• YOUR INSTRUCTIONS:
Copy the listing below line for line, with no changes.

(Records from a point-labeling set)
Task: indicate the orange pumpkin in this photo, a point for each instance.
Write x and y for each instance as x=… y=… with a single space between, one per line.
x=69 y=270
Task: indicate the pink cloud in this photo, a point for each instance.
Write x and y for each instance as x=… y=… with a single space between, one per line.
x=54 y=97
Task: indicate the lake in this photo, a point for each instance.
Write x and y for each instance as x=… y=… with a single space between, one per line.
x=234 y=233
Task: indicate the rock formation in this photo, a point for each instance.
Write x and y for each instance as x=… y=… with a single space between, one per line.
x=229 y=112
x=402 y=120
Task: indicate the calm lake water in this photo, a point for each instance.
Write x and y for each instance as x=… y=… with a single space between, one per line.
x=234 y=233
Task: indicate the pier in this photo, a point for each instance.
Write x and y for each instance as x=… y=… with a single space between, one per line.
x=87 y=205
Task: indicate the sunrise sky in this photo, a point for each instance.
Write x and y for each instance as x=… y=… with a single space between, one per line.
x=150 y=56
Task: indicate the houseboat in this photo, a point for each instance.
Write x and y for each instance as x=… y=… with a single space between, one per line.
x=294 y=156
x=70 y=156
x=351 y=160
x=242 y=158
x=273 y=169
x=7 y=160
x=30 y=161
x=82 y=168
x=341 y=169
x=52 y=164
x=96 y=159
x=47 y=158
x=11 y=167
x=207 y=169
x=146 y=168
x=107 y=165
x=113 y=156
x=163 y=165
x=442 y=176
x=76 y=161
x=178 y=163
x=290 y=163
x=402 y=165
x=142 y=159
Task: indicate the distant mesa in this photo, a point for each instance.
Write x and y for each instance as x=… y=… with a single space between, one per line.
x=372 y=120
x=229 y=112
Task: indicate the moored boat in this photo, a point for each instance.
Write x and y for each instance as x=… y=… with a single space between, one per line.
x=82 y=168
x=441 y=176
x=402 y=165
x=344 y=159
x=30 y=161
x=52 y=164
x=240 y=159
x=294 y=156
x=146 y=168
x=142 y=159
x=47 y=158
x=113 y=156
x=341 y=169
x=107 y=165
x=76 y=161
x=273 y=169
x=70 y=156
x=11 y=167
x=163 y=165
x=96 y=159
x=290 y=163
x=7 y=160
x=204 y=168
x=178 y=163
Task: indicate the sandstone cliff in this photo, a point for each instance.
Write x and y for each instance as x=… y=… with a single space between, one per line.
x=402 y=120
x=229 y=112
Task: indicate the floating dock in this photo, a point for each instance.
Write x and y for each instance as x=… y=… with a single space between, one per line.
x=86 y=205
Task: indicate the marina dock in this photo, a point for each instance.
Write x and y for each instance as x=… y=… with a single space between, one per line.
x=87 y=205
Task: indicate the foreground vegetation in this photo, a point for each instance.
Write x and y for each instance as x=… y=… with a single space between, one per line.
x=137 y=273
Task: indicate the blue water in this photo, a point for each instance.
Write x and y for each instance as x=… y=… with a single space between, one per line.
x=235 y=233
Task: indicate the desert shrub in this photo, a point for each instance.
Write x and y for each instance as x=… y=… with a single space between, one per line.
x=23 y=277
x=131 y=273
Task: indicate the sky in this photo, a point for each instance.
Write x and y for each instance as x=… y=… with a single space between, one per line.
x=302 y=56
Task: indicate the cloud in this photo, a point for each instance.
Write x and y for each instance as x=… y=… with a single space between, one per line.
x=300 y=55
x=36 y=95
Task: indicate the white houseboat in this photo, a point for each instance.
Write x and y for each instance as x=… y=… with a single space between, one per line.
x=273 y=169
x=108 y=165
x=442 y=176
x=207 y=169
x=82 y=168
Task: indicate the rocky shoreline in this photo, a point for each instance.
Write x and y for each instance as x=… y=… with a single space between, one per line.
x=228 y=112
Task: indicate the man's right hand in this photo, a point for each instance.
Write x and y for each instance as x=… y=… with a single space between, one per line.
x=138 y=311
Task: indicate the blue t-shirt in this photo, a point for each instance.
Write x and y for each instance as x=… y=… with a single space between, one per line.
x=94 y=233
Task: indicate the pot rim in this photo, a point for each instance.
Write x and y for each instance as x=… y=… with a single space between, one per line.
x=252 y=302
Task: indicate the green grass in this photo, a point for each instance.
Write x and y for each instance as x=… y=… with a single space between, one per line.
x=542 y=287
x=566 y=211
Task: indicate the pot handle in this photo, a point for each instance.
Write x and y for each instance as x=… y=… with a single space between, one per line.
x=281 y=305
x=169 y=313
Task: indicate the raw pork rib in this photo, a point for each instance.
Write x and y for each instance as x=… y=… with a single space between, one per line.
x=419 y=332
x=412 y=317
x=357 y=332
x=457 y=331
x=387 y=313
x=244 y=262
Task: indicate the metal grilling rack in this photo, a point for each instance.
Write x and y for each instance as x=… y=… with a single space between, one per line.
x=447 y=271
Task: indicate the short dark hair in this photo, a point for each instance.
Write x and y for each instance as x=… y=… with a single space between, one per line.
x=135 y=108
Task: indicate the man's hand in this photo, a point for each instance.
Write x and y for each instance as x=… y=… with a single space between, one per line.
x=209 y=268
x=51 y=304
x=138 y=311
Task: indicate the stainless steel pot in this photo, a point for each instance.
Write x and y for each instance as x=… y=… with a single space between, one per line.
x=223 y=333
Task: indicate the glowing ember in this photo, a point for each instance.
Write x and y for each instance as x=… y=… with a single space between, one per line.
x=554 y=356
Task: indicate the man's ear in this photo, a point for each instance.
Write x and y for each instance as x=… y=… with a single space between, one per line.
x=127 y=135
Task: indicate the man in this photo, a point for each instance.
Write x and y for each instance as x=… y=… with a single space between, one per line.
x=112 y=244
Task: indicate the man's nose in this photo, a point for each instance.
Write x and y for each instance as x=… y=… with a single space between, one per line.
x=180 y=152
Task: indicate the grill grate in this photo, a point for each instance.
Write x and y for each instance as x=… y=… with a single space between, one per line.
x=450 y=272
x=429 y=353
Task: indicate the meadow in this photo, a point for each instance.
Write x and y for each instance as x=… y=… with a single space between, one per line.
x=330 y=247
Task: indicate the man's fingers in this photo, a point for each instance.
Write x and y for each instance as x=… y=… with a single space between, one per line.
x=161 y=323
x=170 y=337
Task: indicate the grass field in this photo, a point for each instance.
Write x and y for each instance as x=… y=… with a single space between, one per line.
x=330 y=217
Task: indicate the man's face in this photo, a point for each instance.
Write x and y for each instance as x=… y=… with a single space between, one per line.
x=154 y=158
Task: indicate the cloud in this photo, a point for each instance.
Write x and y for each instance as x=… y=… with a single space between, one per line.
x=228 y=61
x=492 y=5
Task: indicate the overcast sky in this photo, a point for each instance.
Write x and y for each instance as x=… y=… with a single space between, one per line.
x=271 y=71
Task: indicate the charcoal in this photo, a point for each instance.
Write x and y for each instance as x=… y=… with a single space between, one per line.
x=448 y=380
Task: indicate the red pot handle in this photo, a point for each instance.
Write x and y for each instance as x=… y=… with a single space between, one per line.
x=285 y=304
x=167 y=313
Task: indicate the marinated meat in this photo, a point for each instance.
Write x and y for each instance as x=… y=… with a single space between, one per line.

• SOLUTION FOR THIS TASK:
Task: indicate the orange pumpkin in this photo, a point for each instance.
Write x and y for each instance as x=… y=… with a single space between, one per line.
x=69 y=270
Task: indicate the pink cloud in this photo, a point for each instance.
Write x and y for each instance as x=… y=… with a single space between, one per line.
x=54 y=97
Task: indicate the lake in this photo, a point for each instance.
Write x and y for each instance as x=… y=… with a single space between, one per line.
x=234 y=233
Task: indicate the rock formation in this photo, a point for each instance.
Write x and y for each instance as x=… y=… with a single space between, one per line.
x=229 y=112
x=402 y=120
Task: indicate the calm lake water in this photo, a point for each instance.
Write x and y for each instance as x=… y=… with a single space between, one per line.
x=234 y=233
Task: indicate the pier in this photo, a point for each instance.
Write x and y for each instance as x=… y=… with a single space between, one per line.
x=87 y=205
Task: indicate the sunrise sky in this photo, a point for each instance.
Write x and y for each instance as x=… y=… with a single space between, one per line.
x=150 y=56
Task: indicate the houseboat in this photo, a point for each instance.
Write x and y for each instance as x=… y=… with a single space between, one per line.
x=294 y=156
x=70 y=156
x=351 y=160
x=242 y=158
x=273 y=169
x=7 y=160
x=30 y=161
x=82 y=168
x=341 y=169
x=52 y=164
x=96 y=159
x=47 y=158
x=11 y=167
x=207 y=169
x=146 y=168
x=107 y=165
x=113 y=156
x=163 y=165
x=442 y=176
x=76 y=161
x=178 y=163
x=290 y=163
x=402 y=165
x=142 y=159
Task: indicate the distant mesa in this photo, a point for each instance.
Write x and y for each instance as x=… y=… with a single space between, one per line.
x=372 y=120
x=229 y=112
Task: indicate the moored boat in this photo, a point for each instance.
Write x and y for each instance as x=… y=… with a single space between, one per line.
x=82 y=168
x=441 y=176
x=402 y=165
x=344 y=159
x=30 y=161
x=52 y=164
x=240 y=159
x=294 y=156
x=146 y=168
x=142 y=159
x=47 y=158
x=113 y=156
x=341 y=169
x=107 y=165
x=76 y=161
x=273 y=169
x=70 y=156
x=11 y=167
x=163 y=165
x=96 y=159
x=290 y=163
x=7 y=160
x=204 y=168
x=178 y=163
Task: indicate the sandstone cliff in this photo, a point for each instance.
Write x and y for each instance as x=… y=… with a single space between, one per line.
x=402 y=120
x=229 y=112
Task: indicate the floating dock in this photo, a point for each instance.
Write x and y for each instance as x=… y=… with a single space between, one per line.
x=86 y=205
Task: indicate the marina dock in this photo, a point for each instance.
Write x and y for each instance as x=… y=… with a single space between, one per line.
x=87 y=205
Task: indicate the foreground vegetation in this photo, a point for each instance.
Write x and y for each instance as x=… y=… with a single space between, one per line.
x=137 y=273
Task: indicate the blue water in this photo, a point for each instance.
Write x and y for each instance as x=… y=… with a single space between, one per line.
x=235 y=233
Task: indicate the desert shrub in this photo, a point for each instance.
Write x and y for each instance as x=… y=… with a single space between, one per line.
x=23 y=277
x=131 y=273
Task: indicate the sky in this photo, a point for each instance.
Write x and y for each instance as x=… y=… with a single space between, one per line.
x=302 y=56
Task: indicate the cloud in this photo, a point for each instance.
Write x and y for each instance as x=… y=… with a single space between, one per line.
x=300 y=55
x=36 y=95
Task: indicate the white houseboat in this photo, a point for each instance.
Write x and y for each instance as x=… y=… with a single space between, one per line.
x=273 y=169
x=108 y=165
x=442 y=176
x=207 y=169
x=82 y=168
Task: indicate the rocky shoreline in this photo, a point for each instance.
Write x and y for each instance as x=… y=… with a single space between, one per line.
x=228 y=112
Task: indicate the man's right hand in this photo, a point for each instance.
Write x and y for each instance as x=… y=… with a single space between, one per line.
x=138 y=311
Task: indicate the blue t-shirt in this photo, a point for each instance.
Write x and y for each instance as x=… y=… with a single space between, one per line.
x=94 y=233
Task: indicate the pot rim in this photo, a point for each instance.
Write x and y for each instance as x=… y=… with a single space between, one per line.
x=252 y=302
Task: indicate the green grass in this photo, a point for each instance.
Write x and y for each instance as x=… y=… with a single space between, one per line.
x=542 y=287
x=566 y=211
Task: indicate the pot handle in this photo, a point for each instance.
Write x and y for each instance as x=… y=… with a single space between, one per line.
x=281 y=305
x=169 y=313
Task: indicate the raw pork rib in this photo, a point for each instance.
Write x and y for each instance as x=… y=… with a single space between, one per line.
x=419 y=332
x=412 y=317
x=357 y=332
x=457 y=331
x=387 y=313
x=244 y=262
Task: indicate the metal grilling rack in this photo, a point for each instance.
Write x and y for each instance as x=… y=… with a single space between, one per line.
x=447 y=271
Task: indicate the short dark hair in this photo, a point for each instance.
Write x and y for each instance as x=… y=… with a single space between, one per line.
x=135 y=108
Task: indicate the man's hand in this photo, a point for each instance.
Write x and y for each instance as x=… y=… with a single space between, one per line.
x=209 y=268
x=51 y=304
x=138 y=311
Task: indicate the stainless steel pot in this photo, a point for each instance.
Write x and y for each instance as x=… y=… with a single space between, one per line.
x=223 y=333
Task: indicate the glowing ember in this photo, a point for each instance.
Write x and y for each instance as x=… y=… with a single space between, one per line.
x=554 y=356
Task: indicate the man's ear in this photo, a point for each instance.
Write x and y for each instance as x=… y=… with a single space between, one per line.
x=127 y=135
Task: indicate the man in this photo, a point for each instance.
Write x and y for each instance as x=… y=… with a single space between, one per line.
x=112 y=244
Task: indicate the man's nose in this photo, a point for each instance.
Write x and y for each instance as x=… y=… with a single space between, one per line.
x=180 y=152
Task: indicate the grill grate in this photo, a point for each instance.
Write x and y for each instance as x=… y=… with a single space between, one per line.
x=450 y=272
x=429 y=353
Task: indicate the meadow in this photo, a point for each instance.
Write x and y for each instance as x=… y=… with a single space between, one per line.
x=330 y=247
Task: indicate the man's fingers in this photo, a point for each instance.
Write x and y for each instance as x=… y=… with a single space between, one per line.
x=161 y=323
x=170 y=337
Task: indicate the grass field in this photo, a point for each instance.
Write x and y for each instance as x=… y=… with a single space between, one per line.
x=330 y=217
Task: indicate the man's face in this photo, a point for each instance.
Write x and y for each instance as x=… y=… with a single space between, one per line.
x=154 y=158
Task: indicate the cloud in this photo, a point for each instance.
Write x and y for each instance as x=… y=… with a single space between, one per line.
x=228 y=61
x=492 y=5
Task: indicate the overcast sky in this photo, a point for each instance.
Write x and y for each instance as x=… y=… with a single space between, one per line.
x=271 y=71
Task: indicate the charcoal in this photo, a point for each instance.
Write x and y for each instance as x=… y=… with a single space between, one per line.
x=448 y=380
Task: indicate the red pot handle in this photo, a point for each instance.
Write x and y for each instance as x=… y=… with a single space between, one per line.
x=285 y=304
x=167 y=313
Task: indicate the marinated meat in this photo, a point for each instance.
Write x and y for each instance as x=… y=… with a single space between, one per line.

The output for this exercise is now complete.